Pick out and copy each line of the listing below that contains the string "lines". Case matters.
*** RECORDS FOR THIS EXERCISE ***
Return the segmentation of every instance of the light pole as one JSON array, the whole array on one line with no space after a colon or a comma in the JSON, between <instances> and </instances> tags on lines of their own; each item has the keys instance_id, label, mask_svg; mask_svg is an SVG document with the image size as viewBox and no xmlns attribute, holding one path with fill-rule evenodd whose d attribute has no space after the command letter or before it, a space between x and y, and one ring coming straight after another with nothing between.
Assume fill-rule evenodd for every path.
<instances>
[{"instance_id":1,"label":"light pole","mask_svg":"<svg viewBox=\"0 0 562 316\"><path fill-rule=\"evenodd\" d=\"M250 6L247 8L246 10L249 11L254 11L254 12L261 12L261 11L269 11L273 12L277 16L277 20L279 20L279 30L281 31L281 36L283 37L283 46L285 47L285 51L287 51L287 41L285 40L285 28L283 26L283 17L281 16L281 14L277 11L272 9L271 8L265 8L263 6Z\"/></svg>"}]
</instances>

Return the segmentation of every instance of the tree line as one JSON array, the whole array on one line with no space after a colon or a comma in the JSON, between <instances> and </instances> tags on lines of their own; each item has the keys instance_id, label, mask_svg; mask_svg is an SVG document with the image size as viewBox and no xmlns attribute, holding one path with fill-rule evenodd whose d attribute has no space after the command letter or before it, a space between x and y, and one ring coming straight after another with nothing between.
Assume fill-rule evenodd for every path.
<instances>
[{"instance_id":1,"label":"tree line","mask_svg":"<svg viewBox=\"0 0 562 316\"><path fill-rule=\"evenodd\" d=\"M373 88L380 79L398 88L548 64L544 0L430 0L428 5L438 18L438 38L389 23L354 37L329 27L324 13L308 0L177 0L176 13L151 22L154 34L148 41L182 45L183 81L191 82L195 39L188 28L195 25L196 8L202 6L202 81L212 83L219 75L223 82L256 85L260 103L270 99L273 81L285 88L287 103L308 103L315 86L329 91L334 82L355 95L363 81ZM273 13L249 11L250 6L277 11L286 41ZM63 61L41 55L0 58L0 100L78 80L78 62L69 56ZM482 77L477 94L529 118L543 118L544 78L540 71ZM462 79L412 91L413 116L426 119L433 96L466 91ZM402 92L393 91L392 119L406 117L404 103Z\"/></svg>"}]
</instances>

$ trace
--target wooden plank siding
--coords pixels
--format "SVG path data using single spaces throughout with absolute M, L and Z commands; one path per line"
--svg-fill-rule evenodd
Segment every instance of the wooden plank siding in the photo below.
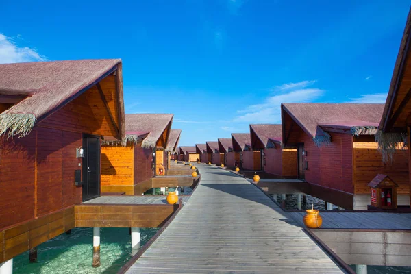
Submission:
M 75 227 L 74 206 L 0 232 L 0 263 Z
M 297 177 L 297 149 L 282 149 L 279 146 L 264 149 L 264 171 L 286 177 Z
M 160 227 L 178 205 L 81 204 L 76 227 Z
M 101 84 L 116 117 L 114 77 Z M 35 125 L 26 137 L 1 140 L 0 232 L 82 200 L 82 188 L 75 186 L 75 171 L 82 165 L 76 148 L 82 145 L 83 133 L 118 135 L 119 125 L 112 125 L 108 113 L 93 86 Z
M 307 151 L 305 160 L 308 162 L 308 169 L 304 171 L 305 179 L 309 183 L 353 193 L 353 137 L 340 133 L 329 134 L 331 143 L 320 147 L 303 132 L 297 138 L 297 142 L 303 143 Z
M 409 194 L 408 150 L 397 151 L 393 161 L 384 164 L 377 151 L 378 145 L 360 136 L 353 143 L 355 193 L 369 194 L 368 184 L 381 173 L 388 175 L 399 185 L 398 194 Z

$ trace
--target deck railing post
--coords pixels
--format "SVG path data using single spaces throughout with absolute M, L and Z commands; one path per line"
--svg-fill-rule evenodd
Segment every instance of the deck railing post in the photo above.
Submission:
M 299 210 L 301 210 L 302 195 L 301 193 L 297 195 L 297 208 Z
M 0 263 L 0 274 L 13 273 L 13 258 Z
M 138 251 L 141 245 L 141 232 L 140 227 L 132 227 L 132 253 L 133 256 Z
M 92 267 L 100 266 L 100 227 L 92 229 Z
M 366 274 L 366 264 L 356 264 L 356 273 Z
M 327 210 L 332 210 L 332 203 L 327 202 Z
M 32 247 L 29 252 L 29 260 L 30 262 L 37 262 L 37 247 Z

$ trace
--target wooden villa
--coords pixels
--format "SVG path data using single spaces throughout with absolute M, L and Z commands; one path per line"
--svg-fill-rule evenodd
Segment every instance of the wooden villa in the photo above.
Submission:
M 175 155 L 177 151 L 177 146 L 179 141 L 179 138 L 182 134 L 182 129 L 171 129 L 170 136 L 169 136 L 169 142 L 166 147 L 166 153 L 167 153 L 167 169 L 170 169 L 170 162 L 175 160 Z
M 233 151 L 233 142 L 231 138 L 219 138 L 219 151 L 224 154 L 223 163 L 226 166 L 234 166 L 236 158 Z
M 411 54 L 410 45 L 411 43 L 411 12 L 406 23 L 404 32 L 399 46 L 399 51 L 394 66 L 394 71 L 391 79 L 388 95 L 385 103 L 384 112 L 379 123 L 377 137 L 379 149 L 383 153 L 384 160 L 388 163 L 392 162 L 394 166 L 404 164 L 399 162 L 395 154 L 397 149 L 402 148 L 404 143 L 408 144 L 409 148 L 411 144 L 410 130 L 411 120 Z M 410 69 L 408 69 L 410 68 Z M 407 151 L 408 162 L 411 163 L 411 155 Z M 408 166 L 408 186 L 402 185 L 402 190 L 397 190 L 398 193 L 408 193 L 408 199 L 403 199 L 403 204 L 411 204 L 411 169 Z M 388 175 L 384 173 L 385 175 Z M 390 176 L 397 184 L 401 183 Z M 400 184 L 400 189 L 401 185 Z M 398 197 L 399 200 L 400 197 Z
M 206 142 L 207 153 L 211 155 L 211 163 L 220 166 L 224 163 L 224 153 L 219 151 L 219 142 Z
M 0 73 L 0 263 L 12 266 L 74 227 L 75 204 L 100 195 L 100 140 L 125 134 L 123 77 L 118 59 Z
M 200 162 L 208 163 L 211 162 L 208 160 L 207 153 L 207 145 L 206 144 L 195 144 L 196 153 L 200 155 Z
M 297 148 L 297 177 L 316 197 L 346 209 L 366 210 L 368 184 L 377 174 L 398 185 L 399 205 L 408 202 L 408 159 L 394 153 L 384 164 L 375 140 L 383 104 L 283 103 L 282 140 Z
M 297 176 L 297 149 L 282 147 L 282 125 L 250 125 L 251 148 L 261 151 L 264 171 L 282 177 Z
M 195 147 L 180 147 L 180 154 L 184 155 L 186 162 L 200 160 L 200 155 L 197 153 Z
M 126 137 L 102 141 L 103 192 L 140 193 L 154 175 L 165 175 L 172 120 L 173 114 L 125 114 Z
M 236 153 L 236 160 L 239 158 L 240 169 L 249 171 L 261 170 L 261 152 L 253 151 L 249 133 L 232 133 L 232 141 L 233 150 Z

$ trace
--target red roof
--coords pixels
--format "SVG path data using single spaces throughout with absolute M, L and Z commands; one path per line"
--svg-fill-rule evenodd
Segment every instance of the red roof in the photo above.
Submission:
M 269 145 L 269 139 L 282 140 L 281 124 L 250 125 L 250 133 L 253 150 L 266 148 Z

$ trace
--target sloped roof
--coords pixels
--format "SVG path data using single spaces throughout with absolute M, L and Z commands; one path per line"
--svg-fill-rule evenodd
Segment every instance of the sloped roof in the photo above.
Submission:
***
● WRITTEN SOLUTION
Return the segmentation of every instance of the light pole as one JSON array, the whole array on one line with no space after a colon or a comma in the JSON, between <instances> and </instances> tags on lines of their own; each item has the keys instance_id, label, mask_svg; mask_svg is an SVG document with the image size as viewBox and no xmlns attribute, holding one path with fill-rule evenodd whose d attribute has no space after the command letter or before it, a space between x and y, and one ring coming straight after another with nothing between.
Return the segmentation of every instance of the tree line as one JSON array, the whole array on one line with no space after a colon or a comma in the JSON, between <instances> and </instances> tags on lines of their own; each item has the keys instance_id, label, mask_svg; mask_svg is an SVG document with the image size as viewBox and no xmlns attribute, holding one path with fill-rule evenodd whose d attribute has no space after the command letter or before it, a space between x and y, and one ring coming straight after another with nothing between.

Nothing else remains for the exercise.